__TASK REQUIREMENTS__:
Could you please count how many lines in the data below hold the string "front"? Reply with only the number.

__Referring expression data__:
┄┄┄┄┄┄

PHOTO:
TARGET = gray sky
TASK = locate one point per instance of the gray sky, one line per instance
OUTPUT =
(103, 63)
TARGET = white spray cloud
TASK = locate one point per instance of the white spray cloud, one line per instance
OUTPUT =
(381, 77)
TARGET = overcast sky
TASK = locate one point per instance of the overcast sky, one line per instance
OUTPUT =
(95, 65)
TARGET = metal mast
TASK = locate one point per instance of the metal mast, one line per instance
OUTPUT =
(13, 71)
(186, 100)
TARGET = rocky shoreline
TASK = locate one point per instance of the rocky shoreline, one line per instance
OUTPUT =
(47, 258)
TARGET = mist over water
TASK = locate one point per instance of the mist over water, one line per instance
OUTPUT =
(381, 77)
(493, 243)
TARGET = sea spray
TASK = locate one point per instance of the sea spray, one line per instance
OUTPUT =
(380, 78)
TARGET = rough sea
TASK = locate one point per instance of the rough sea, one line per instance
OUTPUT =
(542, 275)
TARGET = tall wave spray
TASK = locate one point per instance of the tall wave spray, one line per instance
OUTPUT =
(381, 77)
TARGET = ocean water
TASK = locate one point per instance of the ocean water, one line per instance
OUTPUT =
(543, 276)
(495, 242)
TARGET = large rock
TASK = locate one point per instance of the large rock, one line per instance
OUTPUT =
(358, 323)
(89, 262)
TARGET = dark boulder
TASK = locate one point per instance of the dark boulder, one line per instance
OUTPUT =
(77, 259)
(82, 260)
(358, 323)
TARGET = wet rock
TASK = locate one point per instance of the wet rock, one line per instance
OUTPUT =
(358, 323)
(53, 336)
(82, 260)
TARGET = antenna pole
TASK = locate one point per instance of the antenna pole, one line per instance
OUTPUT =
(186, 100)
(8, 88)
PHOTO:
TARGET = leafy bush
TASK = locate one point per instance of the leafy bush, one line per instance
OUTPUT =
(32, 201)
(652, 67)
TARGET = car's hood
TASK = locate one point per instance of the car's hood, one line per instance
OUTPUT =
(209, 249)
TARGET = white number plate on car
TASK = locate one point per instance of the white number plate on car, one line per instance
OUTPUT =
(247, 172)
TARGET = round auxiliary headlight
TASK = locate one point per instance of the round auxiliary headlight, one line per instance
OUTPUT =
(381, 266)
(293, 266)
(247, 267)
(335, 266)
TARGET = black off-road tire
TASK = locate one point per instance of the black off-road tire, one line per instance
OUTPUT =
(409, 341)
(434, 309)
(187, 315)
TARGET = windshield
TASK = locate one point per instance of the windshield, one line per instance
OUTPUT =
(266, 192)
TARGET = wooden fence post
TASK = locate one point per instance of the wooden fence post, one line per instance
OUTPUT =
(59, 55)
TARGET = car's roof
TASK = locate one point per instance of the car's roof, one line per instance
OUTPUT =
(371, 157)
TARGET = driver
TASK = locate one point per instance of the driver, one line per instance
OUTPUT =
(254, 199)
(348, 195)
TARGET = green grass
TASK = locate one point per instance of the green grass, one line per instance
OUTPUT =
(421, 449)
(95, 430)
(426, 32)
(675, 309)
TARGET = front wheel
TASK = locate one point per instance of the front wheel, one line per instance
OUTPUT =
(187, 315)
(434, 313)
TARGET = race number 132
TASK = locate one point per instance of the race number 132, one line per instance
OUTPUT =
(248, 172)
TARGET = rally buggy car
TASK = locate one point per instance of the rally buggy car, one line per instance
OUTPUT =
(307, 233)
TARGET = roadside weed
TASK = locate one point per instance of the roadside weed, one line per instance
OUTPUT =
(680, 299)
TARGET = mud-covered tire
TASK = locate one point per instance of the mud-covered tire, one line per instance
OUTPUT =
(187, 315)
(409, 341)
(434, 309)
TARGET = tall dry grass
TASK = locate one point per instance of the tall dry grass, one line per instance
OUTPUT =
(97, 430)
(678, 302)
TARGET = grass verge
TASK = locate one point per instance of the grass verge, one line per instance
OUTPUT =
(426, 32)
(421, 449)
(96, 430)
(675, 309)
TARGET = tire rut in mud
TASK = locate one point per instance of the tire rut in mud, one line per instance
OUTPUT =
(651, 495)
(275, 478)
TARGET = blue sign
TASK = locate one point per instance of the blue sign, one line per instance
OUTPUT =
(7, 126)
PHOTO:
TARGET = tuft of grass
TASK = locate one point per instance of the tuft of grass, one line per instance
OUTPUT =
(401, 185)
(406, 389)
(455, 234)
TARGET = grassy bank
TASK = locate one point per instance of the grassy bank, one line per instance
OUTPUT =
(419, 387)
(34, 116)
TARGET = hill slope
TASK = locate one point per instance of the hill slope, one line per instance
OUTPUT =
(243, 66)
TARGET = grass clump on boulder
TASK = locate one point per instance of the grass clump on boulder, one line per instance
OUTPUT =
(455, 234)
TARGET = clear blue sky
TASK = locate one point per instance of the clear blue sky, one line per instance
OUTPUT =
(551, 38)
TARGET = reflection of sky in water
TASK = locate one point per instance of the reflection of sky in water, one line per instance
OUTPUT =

┄┄┄┄┄┄

__SOLUTION TO THE PROBLEM__:
2